> **PROBLEM DESCRIPTION**: Please repeat, from the entries that follow, the lines from the one containing "Mark each instance of the pink" through the one containing "x=1107 y=184" exactly, adding nothing.

> **PROVIDED RECORDS**:
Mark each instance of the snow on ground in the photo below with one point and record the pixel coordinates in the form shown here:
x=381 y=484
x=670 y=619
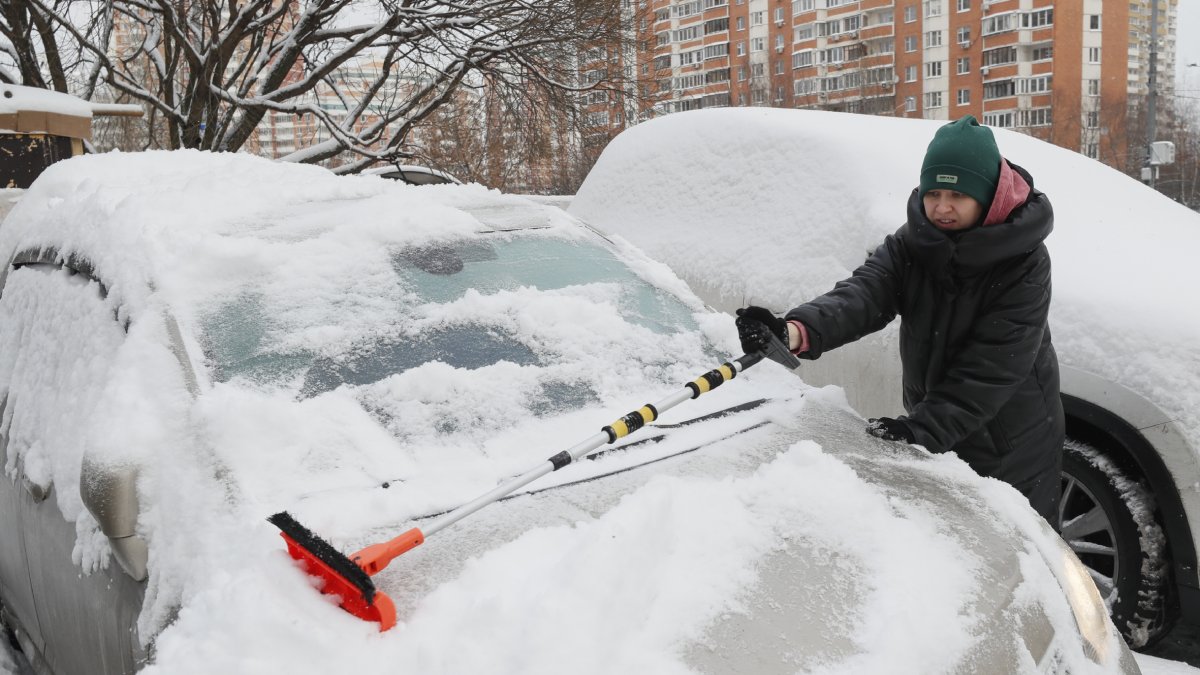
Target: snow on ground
x=594 y=579
x=1155 y=665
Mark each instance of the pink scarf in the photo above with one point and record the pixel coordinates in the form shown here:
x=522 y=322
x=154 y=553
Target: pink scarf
x=1011 y=192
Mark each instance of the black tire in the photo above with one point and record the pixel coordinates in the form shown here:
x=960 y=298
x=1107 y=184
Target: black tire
x=1108 y=520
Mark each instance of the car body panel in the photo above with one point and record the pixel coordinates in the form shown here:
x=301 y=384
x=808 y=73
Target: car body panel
x=361 y=353
x=825 y=197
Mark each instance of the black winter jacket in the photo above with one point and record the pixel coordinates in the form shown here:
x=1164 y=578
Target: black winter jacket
x=981 y=376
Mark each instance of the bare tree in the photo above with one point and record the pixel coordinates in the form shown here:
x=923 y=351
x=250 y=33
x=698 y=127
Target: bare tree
x=210 y=70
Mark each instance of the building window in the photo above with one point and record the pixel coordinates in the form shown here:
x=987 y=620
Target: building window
x=1000 y=89
x=717 y=25
x=1039 y=84
x=999 y=23
x=1037 y=18
x=1000 y=57
x=1002 y=120
x=1037 y=117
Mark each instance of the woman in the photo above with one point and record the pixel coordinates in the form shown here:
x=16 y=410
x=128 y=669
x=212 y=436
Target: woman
x=970 y=276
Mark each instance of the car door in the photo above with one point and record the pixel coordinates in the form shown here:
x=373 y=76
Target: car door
x=59 y=335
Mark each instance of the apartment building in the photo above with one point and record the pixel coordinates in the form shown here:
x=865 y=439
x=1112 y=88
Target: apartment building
x=1074 y=72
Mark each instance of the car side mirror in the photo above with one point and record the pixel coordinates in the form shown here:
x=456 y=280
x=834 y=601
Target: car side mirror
x=111 y=495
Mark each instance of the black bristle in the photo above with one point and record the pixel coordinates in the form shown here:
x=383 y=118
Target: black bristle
x=325 y=553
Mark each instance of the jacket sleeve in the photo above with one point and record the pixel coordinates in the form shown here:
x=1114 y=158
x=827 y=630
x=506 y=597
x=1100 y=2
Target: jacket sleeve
x=858 y=305
x=995 y=360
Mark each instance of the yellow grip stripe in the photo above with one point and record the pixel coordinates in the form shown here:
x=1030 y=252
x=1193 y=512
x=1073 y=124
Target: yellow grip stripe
x=621 y=429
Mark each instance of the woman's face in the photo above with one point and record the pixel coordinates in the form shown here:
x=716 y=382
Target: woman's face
x=952 y=210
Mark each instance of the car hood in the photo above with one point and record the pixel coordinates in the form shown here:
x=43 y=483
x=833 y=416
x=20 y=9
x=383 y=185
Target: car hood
x=767 y=536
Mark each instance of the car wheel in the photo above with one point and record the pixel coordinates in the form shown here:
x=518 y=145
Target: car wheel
x=1108 y=519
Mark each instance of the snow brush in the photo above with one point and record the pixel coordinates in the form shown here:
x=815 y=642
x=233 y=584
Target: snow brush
x=349 y=577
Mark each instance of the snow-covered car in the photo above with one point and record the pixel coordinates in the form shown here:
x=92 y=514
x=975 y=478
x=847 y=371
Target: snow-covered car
x=413 y=174
x=192 y=342
x=774 y=207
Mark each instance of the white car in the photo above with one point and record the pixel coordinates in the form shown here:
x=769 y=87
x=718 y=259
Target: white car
x=191 y=342
x=774 y=207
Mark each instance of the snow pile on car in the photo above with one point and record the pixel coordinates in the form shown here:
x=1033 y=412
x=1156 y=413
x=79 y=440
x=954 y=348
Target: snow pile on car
x=753 y=202
x=595 y=580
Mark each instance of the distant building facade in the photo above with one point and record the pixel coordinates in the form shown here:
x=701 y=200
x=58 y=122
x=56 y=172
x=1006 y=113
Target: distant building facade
x=1073 y=72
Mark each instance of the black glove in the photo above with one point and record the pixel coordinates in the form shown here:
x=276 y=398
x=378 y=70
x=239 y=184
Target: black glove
x=889 y=429
x=756 y=326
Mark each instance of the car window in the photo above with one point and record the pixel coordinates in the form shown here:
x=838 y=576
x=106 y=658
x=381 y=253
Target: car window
x=250 y=336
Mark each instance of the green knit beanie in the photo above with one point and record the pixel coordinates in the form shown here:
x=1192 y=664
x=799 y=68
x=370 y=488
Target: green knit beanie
x=963 y=156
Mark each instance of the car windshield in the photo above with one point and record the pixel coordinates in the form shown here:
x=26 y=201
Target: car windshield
x=467 y=303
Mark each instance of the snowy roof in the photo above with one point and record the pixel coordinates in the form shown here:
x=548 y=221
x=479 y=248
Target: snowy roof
x=29 y=109
x=658 y=568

> **ANSWER BOX**:
Mark each instance of the pink scarf in the photo above with one point and record the pixel coordinates in the form shown here:
x=522 y=322
x=154 y=553
Target: pink scarf
x=1011 y=192
Mark each instance of the black tire in the photo above with one point and record the pixel coordinates in the form shown here:
x=960 y=298
x=1107 y=184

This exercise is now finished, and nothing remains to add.